2.3 Emission Trading

Emission quota trading provides an instrument for achieving an optimal allocation. The matching mechanism with emission trading involves three stages (Boadway et al. 2011). The matching rates and the direct abatements chosen in the first two stages determine the emission quotas to which countries are committed. In the third stage, countries can trade these quotas at the equilibrium price, which we assume is competitively determined. Note that in the absence of a central government with the authority to administer a quota trading system, the three-stage abatement process with quota trading requires a stronger form of commitment from countries than the two-stage process of the previous section. Again, we assume a subgame perfect equilibrium, so that they are derived from backward induction, starting at Stage 3.

Stage 3: emissions quota trading

At this stage the total abatement commitment of country \(i\) is \(q_i =a_i +b_i \sum _{j\ne i} {a_j } \). The demand for emission quotas by country \(i\) maximizes;

$$\begin{aligned} \prod \nolimits _i =B_i (q_i )-C_i (q_i -p_i )-p_c \cdot p_i \end{aligned}$$
(13)

Excerpted records:
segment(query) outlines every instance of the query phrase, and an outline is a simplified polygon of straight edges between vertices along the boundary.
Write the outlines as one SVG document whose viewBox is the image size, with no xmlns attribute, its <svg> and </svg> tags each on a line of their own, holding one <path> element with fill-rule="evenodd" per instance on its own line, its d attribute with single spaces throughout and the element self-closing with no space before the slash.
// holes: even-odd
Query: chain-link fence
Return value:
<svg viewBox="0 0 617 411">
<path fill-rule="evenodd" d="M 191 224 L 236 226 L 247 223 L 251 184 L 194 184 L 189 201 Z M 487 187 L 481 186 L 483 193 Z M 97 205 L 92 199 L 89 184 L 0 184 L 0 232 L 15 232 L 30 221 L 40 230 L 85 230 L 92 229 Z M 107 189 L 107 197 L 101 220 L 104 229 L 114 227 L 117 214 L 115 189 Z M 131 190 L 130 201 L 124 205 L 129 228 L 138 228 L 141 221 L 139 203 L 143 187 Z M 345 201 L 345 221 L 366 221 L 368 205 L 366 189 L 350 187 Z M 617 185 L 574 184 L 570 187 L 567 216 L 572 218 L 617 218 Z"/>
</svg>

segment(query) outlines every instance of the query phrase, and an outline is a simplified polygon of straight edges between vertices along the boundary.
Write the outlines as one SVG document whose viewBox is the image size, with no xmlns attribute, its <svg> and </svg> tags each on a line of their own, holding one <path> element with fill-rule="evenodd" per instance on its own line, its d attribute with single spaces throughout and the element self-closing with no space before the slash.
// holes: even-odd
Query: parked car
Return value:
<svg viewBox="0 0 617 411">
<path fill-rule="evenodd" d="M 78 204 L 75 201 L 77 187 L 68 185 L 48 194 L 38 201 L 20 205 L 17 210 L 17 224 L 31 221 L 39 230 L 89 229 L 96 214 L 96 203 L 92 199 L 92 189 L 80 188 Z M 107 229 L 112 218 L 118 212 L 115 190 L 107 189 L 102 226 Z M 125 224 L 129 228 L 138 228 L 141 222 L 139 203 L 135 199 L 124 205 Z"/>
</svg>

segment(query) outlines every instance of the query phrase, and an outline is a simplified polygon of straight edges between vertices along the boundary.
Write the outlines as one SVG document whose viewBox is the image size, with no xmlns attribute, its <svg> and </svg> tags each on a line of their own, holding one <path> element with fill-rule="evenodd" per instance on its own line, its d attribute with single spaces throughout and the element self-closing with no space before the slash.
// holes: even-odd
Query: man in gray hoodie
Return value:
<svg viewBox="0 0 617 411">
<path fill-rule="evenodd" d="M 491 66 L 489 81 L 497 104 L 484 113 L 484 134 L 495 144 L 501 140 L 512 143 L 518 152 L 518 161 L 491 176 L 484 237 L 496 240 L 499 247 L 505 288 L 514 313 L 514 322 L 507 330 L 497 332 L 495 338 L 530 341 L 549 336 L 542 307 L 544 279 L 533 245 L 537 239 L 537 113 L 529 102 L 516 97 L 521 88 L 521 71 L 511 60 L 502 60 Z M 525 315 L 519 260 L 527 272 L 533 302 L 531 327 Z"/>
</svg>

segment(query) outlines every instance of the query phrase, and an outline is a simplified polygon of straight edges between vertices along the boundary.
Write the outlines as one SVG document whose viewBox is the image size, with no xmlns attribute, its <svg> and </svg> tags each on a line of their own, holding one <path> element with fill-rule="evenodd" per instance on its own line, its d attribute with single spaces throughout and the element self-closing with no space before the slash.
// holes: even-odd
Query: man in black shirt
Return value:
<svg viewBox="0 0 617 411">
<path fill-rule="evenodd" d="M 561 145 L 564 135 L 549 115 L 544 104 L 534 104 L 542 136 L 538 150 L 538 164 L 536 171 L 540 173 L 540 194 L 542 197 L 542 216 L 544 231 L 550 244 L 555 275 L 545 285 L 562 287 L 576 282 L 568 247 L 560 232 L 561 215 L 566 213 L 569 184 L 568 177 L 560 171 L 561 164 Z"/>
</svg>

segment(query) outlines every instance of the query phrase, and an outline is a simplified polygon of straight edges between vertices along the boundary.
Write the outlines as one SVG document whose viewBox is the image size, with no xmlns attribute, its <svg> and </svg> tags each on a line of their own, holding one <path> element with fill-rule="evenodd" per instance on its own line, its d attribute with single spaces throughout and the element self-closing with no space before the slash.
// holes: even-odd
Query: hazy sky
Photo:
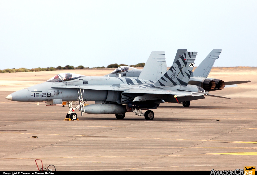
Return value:
<svg viewBox="0 0 257 175">
<path fill-rule="evenodd" d="M 0 69 L 145 62 L 198 51 L 197 65 L 257 66 L 257 1 L 0 1 Z"/>
</svg>

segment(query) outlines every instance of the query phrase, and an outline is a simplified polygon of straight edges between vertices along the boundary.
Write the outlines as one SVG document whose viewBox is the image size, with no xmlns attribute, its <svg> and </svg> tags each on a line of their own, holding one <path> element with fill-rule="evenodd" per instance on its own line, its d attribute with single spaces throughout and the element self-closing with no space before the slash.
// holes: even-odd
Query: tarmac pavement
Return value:
<svg viewBox="0 0 257 175">
<path fill-rule="evenodd" d="M 151 121 L 131 112 L 122 120 L 114 114 L 82 117 L 78 111 L 79 120 L 65 121 L 67 106 L 5 98 L 12 92 L 0 92 L 1 171 L 36 171 L 36 159 L 59 171 L 257 166 L 256 98 L 208 97 L 187 108 L 162 103 L 153 110 Z"/>
</svg>

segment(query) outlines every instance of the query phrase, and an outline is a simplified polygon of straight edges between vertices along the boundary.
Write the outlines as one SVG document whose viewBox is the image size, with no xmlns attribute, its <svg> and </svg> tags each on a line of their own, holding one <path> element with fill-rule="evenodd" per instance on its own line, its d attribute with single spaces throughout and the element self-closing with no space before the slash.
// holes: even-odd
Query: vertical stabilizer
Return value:
<svg viewBox="0 0 257 175">
<path fill-rule="evenodd" d="M 157 81 L 166 72 L 167 63 L 164 51 L 151 53 L 138 78 Z"/>
<path fill-rule="evenodd" d="M 194 71 L 194 76 L 207 77 L 216 59 L 219 56 L 221 49 L 213 49 Z"/>
<path fill-rule="evenodd" d="M 197 52 L 186 52 L 154 85 L 158 86 L 187 86 L 193 70 Z"/>
<path fill-rule="evenodd" d="M 179 57 L 181 56 L 184 53 L 186 52 L 187 51 L 187 49 L 178 49 L 177 51 L 177 53 L 176 54 L 176 56 L 175 56 L 175 59 L 174 59 L 174 61 L 173 61 L 173 63 L 172 65 L 174 64 L 174 63 L 176 62 L 178 60 Z"/>
</svg>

Problems:
a. According to the emission trading section, how is the equilibrium price at which countries trade quotas determined?
b. Continue the emission trading section from its last line.

Exercise results:
a. It is assumed to be competitively determined.

b.
The first-order condition is \({C}'_i (q_i -p_i )=p_c \), and the solution is country \(i\)’s demand for emission quotas \(p_i (p_c ,q_i )\), for \(i, j=1,\ldots ,n\). In the equilibrium, \(\sum {p_i } =0\), and the price is such that \(p_c (q_i,\ldots ,q_n )={C}'_i (q_i -p_i )\) for all \(i\). Emission trading therefore leads to an equalization of the marginal cost of emission reductions across all \(n\) countries.

Emission trading is applied to the QCM as well, whose step will be added to the QCM as its Stage 4.

2.4 STACO Model

The STACO model has been developed to quantify each country’s costs and benefits from \(\hbox {CO}_{2}\) reduction in order to analyze the stability of a coalition of countries. Here we focus on the main features of the model. Details of the model can be found in Dellink et al. (2004).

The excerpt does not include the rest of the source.